▶ Document
━━━━━━━━━━━━━━━━━━━━

French intensive gardening reached a peak in the late 1800s and early 1900s, by which time it had also reached England. It was introduced in the United States by the English gardener Alan Chadwick who started a French intensive garden at UC Santa Cruz in 1967.

Key Principles of French Intensive Gardening

Many principles of French intensive gardening are standard gardening practices today, especially for small urban spaces. You do not need to apply all the elements of French intensive gardening at once; you can pick and choose those those that work for your space. However, the most important consideration when using French intensive gardening is soil preparation.

Soil Improvement

To obtain well-drained and well-aerated fertile soil, French intensive gardening uses deep digging by hand. This can either be single digging to a depth of 12 to 15 inches, or double digging up to two feet deep, breaking up the top layers of the soil and replacing them with soil amended with fine, well-matured compost. While this is physically demanding, the goal is to break up the soil deeply, allowing roots to grow vertically instead of competing with neighboring plants for nutrients. Amending the soil with mature compost helps improve both the soil’s composition and adds nutrients the plants require to thrive.

━━━━━━━━━━━━━━━━━━━━

Excerpts of bounding box data:
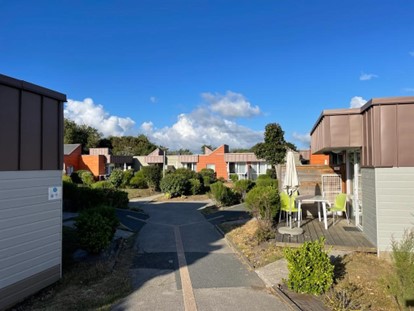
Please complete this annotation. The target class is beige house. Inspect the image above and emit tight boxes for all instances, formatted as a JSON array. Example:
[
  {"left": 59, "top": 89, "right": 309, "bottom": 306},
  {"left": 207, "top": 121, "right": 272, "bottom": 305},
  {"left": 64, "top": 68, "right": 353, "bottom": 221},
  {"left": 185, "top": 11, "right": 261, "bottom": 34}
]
[{"left": 311, "top": 97, "right": 414, "bottom": 254}]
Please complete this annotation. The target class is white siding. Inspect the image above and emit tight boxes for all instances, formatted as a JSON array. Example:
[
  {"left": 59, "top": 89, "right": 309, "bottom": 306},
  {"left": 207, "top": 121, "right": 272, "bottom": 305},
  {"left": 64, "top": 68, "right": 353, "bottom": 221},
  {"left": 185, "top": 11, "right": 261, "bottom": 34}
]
[
  {"left": 0, "top": 171, "right": 62, "bottom": 289},
  {"left": 375, "top": 167, "right": 414, "bottom": 252},
  {"left": 361, "top": 168, "right": 377, "bottom": 246}
]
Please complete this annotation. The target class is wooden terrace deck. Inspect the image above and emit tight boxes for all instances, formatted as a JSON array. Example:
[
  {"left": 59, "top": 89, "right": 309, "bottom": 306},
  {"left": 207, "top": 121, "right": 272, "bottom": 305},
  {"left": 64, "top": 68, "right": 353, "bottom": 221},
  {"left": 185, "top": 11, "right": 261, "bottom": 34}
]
[{"left": 276, "top": 216, "right": 377, "bottom": 252}]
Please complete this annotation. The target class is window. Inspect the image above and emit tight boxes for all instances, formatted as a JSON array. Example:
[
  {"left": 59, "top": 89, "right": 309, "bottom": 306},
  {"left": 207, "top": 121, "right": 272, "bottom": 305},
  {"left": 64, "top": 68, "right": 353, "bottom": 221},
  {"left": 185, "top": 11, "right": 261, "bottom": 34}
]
[{"left": 206, "top": 164, "right": 216, "bottom": 171}]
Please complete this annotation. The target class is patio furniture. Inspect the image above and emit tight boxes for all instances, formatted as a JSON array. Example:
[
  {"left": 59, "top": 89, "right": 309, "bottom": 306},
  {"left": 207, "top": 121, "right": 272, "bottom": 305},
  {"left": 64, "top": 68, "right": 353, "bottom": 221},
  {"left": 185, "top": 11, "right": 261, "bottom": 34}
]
[
  {"left": 297, "top": 195, "right": 329, "bottom": 230},
  {"left": 279, "top": 191, "right": 302, "bottom": 228},
  {"left": 328, "top": 193, "right": 349, "bottom": 224}
]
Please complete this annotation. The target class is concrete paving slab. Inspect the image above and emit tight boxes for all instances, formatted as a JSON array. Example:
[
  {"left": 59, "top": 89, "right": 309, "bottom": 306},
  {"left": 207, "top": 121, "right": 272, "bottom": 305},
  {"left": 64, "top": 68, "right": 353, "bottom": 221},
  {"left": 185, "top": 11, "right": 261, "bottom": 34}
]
[
  {"left": 112, "top": 269, "right": 184, "bottom": 311},
  {"left": 185, "top": 252, "right": 265, "bottom": 289},
  {"left": 194, "top": 287, "right": 292, "bottom": 311},
  {"left": 255, "top": 258, "right": 289, "bottom": 287},
  {"left": 180, "top": 221, "right": 232, "bottom": 253}
]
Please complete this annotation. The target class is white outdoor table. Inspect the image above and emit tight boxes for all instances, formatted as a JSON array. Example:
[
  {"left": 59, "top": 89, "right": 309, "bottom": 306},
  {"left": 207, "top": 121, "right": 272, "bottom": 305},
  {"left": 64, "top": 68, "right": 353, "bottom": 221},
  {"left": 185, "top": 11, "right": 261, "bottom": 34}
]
[{"left": 296, "top": 195, "right": 329, "bottom": 230}]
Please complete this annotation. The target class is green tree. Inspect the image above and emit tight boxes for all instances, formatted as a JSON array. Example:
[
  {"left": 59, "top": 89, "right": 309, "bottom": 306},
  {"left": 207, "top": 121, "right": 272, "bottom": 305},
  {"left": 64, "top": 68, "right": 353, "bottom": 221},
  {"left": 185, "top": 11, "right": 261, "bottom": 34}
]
[
  {"left": 253, "top": 123, "right": 287, "bottom": 167},
  {"left": 63, "top": 119, "right": 102, "bottom": 153},
  {"left": 109, "top": 134, "right": 157, "bottom": 156}
]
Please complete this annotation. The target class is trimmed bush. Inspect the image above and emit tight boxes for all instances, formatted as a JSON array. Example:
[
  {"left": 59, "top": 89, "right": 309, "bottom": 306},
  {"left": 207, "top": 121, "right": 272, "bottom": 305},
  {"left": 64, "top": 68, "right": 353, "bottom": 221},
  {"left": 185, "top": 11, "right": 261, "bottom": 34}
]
[
  {"left": 190, "top": 178, "right": 203, "bottom": 194},
  {"left": 256, "top": 175, "right": 278, "bottom": 189},
  {"left": 142, "top": 165, "right": 162, "bottom": 190},
  {"left": 63, "top": 182, "right": 129, "bottom": 212},
  {"left": 91, "top": 180, "right": 114, "bottom": 189},
  {"left": 75, "top": 206, "right": 119, "bottom": 254},
  {"left": 160, "top": 173, "right": 191, "bottom": 198},
  {"left": 230, "top": 174, "right": 239, "bottom": 183},
  {"left": 233, "top": 179, "right": 255, "bottom": 200},
  {"left": 284, "top": 238, "right": 334, "bottom": 295},
  {"left": 62, "top": 175, "right": 72, "bottom": 183},
  {"left": 245, "top": 186, "right": 280, "bottom": 221},
  {"left": 108, "top": 168, "right": 124, "bottom": 189},
  {"left": 129, "top": 174, "right": 148, "bottom": 189},
  {"left": 387, "top": 229, "right": 414, "bottom": 310},
  {"left": 210, "top": 181, "right": 240, "bottom": 206}
]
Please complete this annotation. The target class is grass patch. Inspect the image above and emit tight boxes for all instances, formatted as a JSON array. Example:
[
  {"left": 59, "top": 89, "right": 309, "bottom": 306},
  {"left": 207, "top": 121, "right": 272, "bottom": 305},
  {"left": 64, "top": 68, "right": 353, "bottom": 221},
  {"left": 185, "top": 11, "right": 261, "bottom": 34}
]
[
  {"left": 15, "top": 227, "right": 135, "bottom": 310},
  {"left": 220, "top": 219, "right": 283, "bottom": 268}
]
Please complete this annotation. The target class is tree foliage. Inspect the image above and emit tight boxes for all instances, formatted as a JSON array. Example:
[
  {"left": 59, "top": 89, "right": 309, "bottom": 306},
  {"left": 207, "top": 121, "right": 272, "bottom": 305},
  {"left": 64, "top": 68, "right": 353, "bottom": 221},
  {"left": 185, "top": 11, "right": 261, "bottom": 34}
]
[
  {"left": 109, "top": 134, "right": 157, "bottom": 156},
  {"left": 253, "top": 123, "right": 287, "bottom": 166},
  {"left": 63, "top": 119, "right": 102, "bottom": 153}
]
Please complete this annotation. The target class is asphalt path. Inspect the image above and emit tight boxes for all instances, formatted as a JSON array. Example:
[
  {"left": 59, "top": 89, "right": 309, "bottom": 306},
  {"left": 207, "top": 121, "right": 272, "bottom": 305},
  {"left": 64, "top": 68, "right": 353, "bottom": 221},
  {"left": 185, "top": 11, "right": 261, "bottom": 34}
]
[{"left": 114, "top": 202, "right": 292, "bottom": 311}]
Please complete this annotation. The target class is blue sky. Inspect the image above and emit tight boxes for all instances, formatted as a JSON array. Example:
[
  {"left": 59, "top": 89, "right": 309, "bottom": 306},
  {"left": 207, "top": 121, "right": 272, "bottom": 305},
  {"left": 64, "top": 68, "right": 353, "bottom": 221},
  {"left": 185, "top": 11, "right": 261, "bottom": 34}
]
[{"left": 0, "top": 0, "right": 414, "bottom": 151}]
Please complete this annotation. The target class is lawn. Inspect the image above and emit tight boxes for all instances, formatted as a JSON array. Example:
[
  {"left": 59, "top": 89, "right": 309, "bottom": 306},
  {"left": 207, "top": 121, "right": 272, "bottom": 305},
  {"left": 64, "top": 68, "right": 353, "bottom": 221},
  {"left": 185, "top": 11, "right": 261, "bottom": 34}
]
[{"left": 220, "top": 219, "right": 399, "bottom": 311}]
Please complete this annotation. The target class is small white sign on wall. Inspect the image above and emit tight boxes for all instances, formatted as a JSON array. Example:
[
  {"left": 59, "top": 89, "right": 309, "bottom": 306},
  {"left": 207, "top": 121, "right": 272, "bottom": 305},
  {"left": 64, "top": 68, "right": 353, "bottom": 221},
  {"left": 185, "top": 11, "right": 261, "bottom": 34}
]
[{"left": 49, "top": 186, "right": 62, "bottom": 201}]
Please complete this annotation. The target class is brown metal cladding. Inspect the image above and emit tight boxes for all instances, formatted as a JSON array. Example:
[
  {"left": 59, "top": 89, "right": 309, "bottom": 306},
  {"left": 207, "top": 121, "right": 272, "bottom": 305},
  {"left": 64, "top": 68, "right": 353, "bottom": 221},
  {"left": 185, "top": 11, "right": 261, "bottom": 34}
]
[
  {"left": 0, "top": 75, "right": 66, "bottom": 171},
  {"left": 311, "top": 97, "right": 414, "bottom": 167}
]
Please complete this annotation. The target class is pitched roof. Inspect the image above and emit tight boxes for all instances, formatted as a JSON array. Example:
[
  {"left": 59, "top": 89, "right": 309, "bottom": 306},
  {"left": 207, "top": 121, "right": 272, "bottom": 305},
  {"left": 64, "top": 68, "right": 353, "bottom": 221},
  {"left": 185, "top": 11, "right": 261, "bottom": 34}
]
[{"left": 63, "top": 144, "right": 81, "bottom": 155}]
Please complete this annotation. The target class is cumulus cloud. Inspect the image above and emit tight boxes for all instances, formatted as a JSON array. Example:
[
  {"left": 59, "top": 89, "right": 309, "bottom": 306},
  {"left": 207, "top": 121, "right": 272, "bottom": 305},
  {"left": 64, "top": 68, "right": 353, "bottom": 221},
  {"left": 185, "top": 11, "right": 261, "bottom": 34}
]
[
  {"left": 292, "top": 132, "right": 311, "bottom": 146},
  {"left": 140, "top": 107, "right": 263, "bottom": 152},
  {"left": 64, "top": 98, "right": 135, "bottom": 136},
  {"left": 201, "top": 91, "right": 260, "bottom": 118},
  {"left": 359, "top": 73, "right": 378, "bottom": 81},
  {"left": 349, "top": 96, "right": 367, "bottom": 108}
]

━━━━━━━━━━━━━━━━━━━━

▶ Tasks to perform
**A)** Print the passage of the French intensive gardening text from "French intensive gardening reached" up to and including "Cruz in 1967.".
**B)** According to the French intensive gardening text, how deep does double digging go?

▶ Responses
**A)**
French intensive gardening reached a peak in the late 1800s and early 1900s, by which time it had also reached England. It was introduced in the United States by the English gardener Alan Chadwick who started a French intensive garden at UC Santa Cruz in 1967.

**B)** Up to two feet deep.